* _What to work on_: Each record that follows is to be duplicated exactly, though its pictures are not.

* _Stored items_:
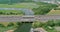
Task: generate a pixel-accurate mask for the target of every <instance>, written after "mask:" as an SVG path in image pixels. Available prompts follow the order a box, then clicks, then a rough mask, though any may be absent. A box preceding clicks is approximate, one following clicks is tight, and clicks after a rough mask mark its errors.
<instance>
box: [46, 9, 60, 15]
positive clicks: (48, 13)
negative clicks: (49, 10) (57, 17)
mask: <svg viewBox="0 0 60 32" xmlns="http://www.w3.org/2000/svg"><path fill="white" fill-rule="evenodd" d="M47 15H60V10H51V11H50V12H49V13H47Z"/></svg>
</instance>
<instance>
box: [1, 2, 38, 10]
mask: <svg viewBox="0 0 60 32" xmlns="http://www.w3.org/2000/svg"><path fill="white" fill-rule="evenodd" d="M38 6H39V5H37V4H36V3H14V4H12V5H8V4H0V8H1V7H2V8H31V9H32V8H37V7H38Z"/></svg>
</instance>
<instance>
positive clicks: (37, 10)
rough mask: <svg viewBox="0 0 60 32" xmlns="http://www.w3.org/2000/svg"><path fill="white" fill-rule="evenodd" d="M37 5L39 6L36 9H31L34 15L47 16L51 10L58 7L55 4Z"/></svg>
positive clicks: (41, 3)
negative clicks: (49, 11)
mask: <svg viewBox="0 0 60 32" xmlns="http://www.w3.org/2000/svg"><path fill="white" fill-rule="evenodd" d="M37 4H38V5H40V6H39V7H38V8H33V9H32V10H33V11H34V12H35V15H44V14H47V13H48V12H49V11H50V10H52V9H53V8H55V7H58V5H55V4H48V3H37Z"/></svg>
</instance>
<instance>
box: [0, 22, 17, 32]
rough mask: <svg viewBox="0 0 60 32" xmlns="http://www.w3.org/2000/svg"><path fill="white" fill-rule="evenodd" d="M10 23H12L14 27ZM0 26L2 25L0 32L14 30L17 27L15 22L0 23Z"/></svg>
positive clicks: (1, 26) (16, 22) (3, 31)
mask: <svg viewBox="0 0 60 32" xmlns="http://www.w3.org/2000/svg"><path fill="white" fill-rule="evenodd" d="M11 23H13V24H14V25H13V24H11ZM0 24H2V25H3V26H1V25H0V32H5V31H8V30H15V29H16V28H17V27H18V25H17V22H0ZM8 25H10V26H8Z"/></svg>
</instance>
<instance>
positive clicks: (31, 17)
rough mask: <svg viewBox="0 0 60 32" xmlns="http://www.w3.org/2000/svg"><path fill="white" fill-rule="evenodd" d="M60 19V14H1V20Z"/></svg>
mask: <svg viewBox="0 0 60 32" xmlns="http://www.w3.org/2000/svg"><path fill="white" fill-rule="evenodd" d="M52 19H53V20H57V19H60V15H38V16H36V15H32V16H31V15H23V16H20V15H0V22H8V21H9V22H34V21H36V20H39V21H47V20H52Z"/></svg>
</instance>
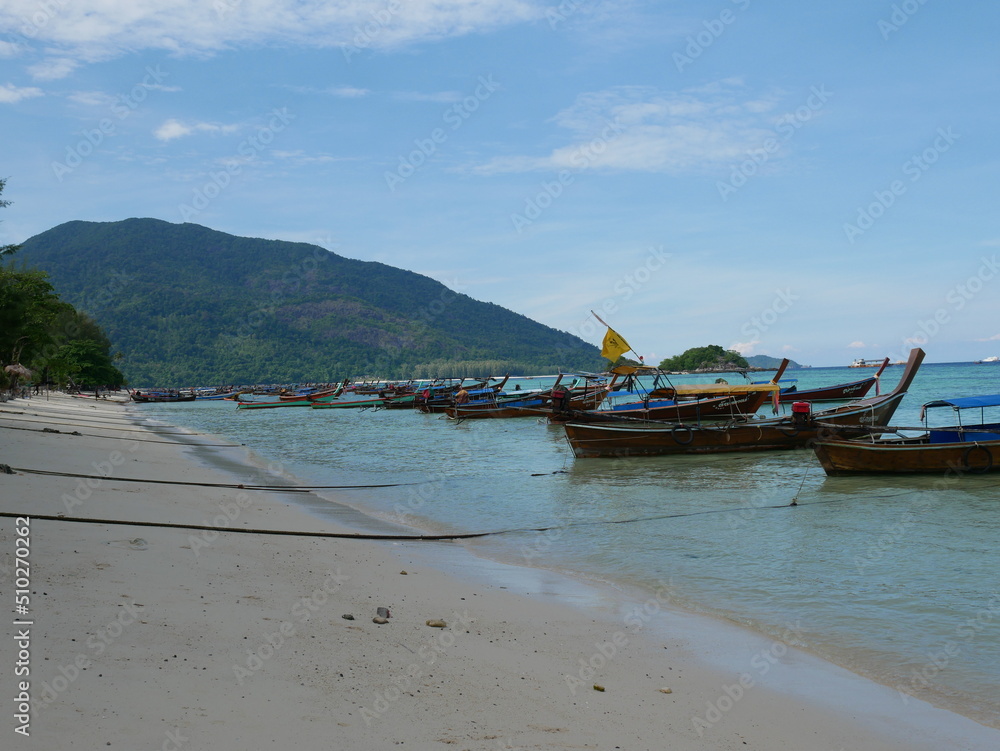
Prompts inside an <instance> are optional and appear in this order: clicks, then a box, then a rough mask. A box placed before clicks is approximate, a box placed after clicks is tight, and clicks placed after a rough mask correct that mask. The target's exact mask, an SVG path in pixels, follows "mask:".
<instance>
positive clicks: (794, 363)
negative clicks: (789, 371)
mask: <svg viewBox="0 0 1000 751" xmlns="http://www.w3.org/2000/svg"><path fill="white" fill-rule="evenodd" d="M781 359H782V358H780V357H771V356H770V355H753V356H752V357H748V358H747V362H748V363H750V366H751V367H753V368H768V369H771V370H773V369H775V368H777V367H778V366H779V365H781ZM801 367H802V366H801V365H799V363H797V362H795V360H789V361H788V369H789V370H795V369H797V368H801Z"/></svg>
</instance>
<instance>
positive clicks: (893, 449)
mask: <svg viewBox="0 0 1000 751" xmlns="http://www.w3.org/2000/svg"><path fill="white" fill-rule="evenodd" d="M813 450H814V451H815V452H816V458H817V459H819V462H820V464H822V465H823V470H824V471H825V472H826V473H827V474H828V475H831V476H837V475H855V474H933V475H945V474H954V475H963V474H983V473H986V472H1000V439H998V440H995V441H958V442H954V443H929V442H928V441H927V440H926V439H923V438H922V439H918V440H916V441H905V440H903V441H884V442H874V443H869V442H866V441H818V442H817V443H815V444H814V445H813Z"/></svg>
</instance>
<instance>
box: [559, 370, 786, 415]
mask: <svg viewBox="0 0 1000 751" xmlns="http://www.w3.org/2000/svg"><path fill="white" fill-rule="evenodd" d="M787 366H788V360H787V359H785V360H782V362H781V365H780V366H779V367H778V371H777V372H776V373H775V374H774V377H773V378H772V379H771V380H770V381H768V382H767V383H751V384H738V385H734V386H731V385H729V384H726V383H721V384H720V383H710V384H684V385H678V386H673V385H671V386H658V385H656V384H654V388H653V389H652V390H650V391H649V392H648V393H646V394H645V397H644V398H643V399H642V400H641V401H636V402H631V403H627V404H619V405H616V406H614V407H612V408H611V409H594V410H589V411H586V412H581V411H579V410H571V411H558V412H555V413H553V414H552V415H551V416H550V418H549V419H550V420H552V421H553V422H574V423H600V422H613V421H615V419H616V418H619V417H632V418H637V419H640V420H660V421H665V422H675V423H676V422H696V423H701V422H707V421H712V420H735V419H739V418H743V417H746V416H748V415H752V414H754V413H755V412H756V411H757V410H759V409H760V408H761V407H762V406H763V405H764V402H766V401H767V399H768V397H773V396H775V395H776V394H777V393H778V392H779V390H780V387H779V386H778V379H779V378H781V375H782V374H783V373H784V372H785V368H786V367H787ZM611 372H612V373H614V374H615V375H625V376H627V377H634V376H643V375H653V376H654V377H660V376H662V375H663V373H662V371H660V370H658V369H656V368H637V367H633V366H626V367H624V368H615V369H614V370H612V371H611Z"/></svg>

* _Response to the task_:
Task: generate a pixel-accurate mask for the target of every <instance>, written after "mask:" as an SVG path in image pixels. Available prompts follow the order a box, then clicks, then a rough mask, though any may be absent. A box preceding clicks is approximate, one following clicks is tight, and clicks after a rough mask mark its errors.
<instance>
box: [46, 9, 60, 15]
positive clicks: (48, 13)
negative clicks: (49, 10) (57, 17)
mask: <svg viewBox="0 0 60 32" xmlns="http://www.w3.org/2000/svg"><path fill="white" fill-rule="evenodd" d="M47 15H60V10H51V11H50V12H49V13H47Z"/></svg>
</instance>
<instance>
box: [1, 2, 38, 10]
mask: <svg viewBox="0 0 60 32" xmlns="http://www.w3.org/2000/svg"><path fill="white" fill-rule="evenodd" d="M38 6H39V5H37V4H36V3H14V4H12V5H8V4H0V8H1V7H2V8H31V9H32V8H37V7H38Z"/></svg>
</instance>
<instance>
positive clicks: (37, 10)
rough mask: <svg viewBox="0 0 60 32" xmlns="http://www.w3.org/2000/svg"><path fill="white" fill-rule="evenodd" d="M37 5L39 6L36 9H31L34 15L47 16L51 10L58 7L55 4Z"/></svg>
positive clicks: (41, 3)
negative clicks: (49, 11)
mask: <svg viewBox="0 0 60 32" xmlns="http://www.w3.org/2000/svg"><path fill="white" fill-rule="evenodd" d="M37 4H38V5H40V6H39V7H38V8H33V9H32V10H33V11H34V12H35V15H44V14H47V13H48V12H49V11H50V10H52V9H53V8H55V7H58V5H55V4H48V3H37Z"/></svg>
</instance>
<instance>
box: [0, 22, 17, 32]
rough mask: <svg viewBox="0 0 60 32" xmlns="http://www.w3.org/2000/svg"><path fill="white" fill-rule="evenodd" d="M10 23H12L14 27ZM0 26L2 25L0 32L14 30L17 27L15 22L0 23Z"/></svg>
positive clicks: (1, 26) (16, 22) (3, 31)
mask: <svg viewBox="0 0 60 32" xmlns="http://www.w3.org/2000/svg"><path fill="white" fill-rule="evenodd" d="M11 23H13V24H14V25H13V24H11ZM0 24H2V25H3V26H1V25H0V32H5V31H8V30H15V29H16V28H17V27H18V25H17V22H0ZM8 25H10V26H8Z"/></svg>
</instance>
<instance>
positive clicks: (31, 17)
rough mask: <svg viewBox="0 0 60 32" xmlns="http://www.w3.org/2000/svg"><path fill="white" fill-rule="evenodd" d="M60 19V14H1V20Z"/></svg>
mask: <svg viewBox="0 0 60 32" xmlns="http://www.w3.org/2000/svg"><path fill="white" fill-rule="evenodd" d="M52 19H53V20H57V19H60V15H38V16H36V15H32V16H31V15H23V16H20V15H0V22H8V21H9V22H34V21H36V20H39V21H47V20H52Z"/></svg>
</instance>
Prompts inside an <instance> are optional and appear in this order: clicks, then a box, then a rough mask. A box placed before clicks is approximate, a box placed after clicks is tight, and clicks placed after a rough mask correct that mask. The target's exact mask, an SVG path in pixels, follows "mask:".
<instance>
positive clicks: (794, 363)
negative clicks: (789, 371)
mask: <svg viewBox="0 0 1000 751" xmlns="http://www.w3.org/2000/svg"><path fill="white" fill-rule="evenodd" d="M781 359H782V358H780V357H771V356H770V355H753V356H752V357H748V358H747V362H748V363H750V366H751V367H753V368H768V369H771V370H773V369H775V368H777V367H778V366H779V365H781ZM801 367H802V366H801V365H799V363H797V362H795V360H789V361H788V369H789V370H795V369H797V368H801Z"/></svg>
</instance>
<instance>
positive clicks: (893, 449)
mask: <svg viewBox="0 0 1000 751" xmlns="http://www.w3.org/2000/svg"><path fill="white" fill-rule="evenodd" d="M813 450H814V451H815V452H816V458H817V459H819V462H820V464H822V465H823V470H824V471H825V472H826V473H827V474H828V475H831V476H837V475H855V474H933V475H945V474H954V475H963V474H983V473H986V472H1000V439H998V440H995V441H958V442H954V443H929V442H928V441H927V440H926V439H923V438H922V439H918V440H916V441H905V440H903V441H884V442H874V443H869V442H866V441H818V442H817V443H815V444H814V445H813Z"/></svg>
</instance>
<instance>
box: [559, 370, 786, 415]
mask: <svg viewBox="0 0 1000 751" xmlns="http://www.w3.org/2000/svg"><path fill="white" fill-rule="evenodd" d="M787 366H788V360H787V359H785V360H782V362H781V365H780V366H779V367H778V371H777V372H776V373H775V374H774V377H773V378H772V379H771V380H770V381H768V382H767V383H751V384H738V385H734V386H731V385H729V384H726V383H721V384H720V383H710V384H684V385H678V386H673V385H671V386H658V385H656V384H654V388H653V389H652V390H650V391H649V392H648V393H646V394H645V397H644V398H643V399H642V400H641V401H636V402H631V403H627V404H619V405H616V406H614V407H612V408H611V409H594V410H589V411H586V412H581V411H579V410H571V411H558V412H555V413H553V414H552V415H551V416H550V418H549V419H550V420H552V421H553V422H574V423H600V422H613V421H615V419H616V418H619V417H632V418H637V419H640V420H660V421H665V422H675V423H676V422H696V423H701V422H707V421H712V420H735V419H739V418H743V417H746V416H748V415H752V414H754V413H755V412H756V411H757V410H759V409H760V408H761V407H762V406H763V405H764V402H766V401H767V399H768V397H773V396H775V395H776V394H777V393H778V392H779V390H780V387H779V386H778V379H779V378H781V375H782V374H783V373H784V372H785V368H786V367H787ZM611 372H612V373H614V374H615V375H625V376H627V377H634V376H643V375H653V376H654V377H660V376H662V375H663V373H662V371H660V370H658V369H656V368H637V367H633V366H626V367H624V368H615V369H614V370H612V371H611Z"/></svg>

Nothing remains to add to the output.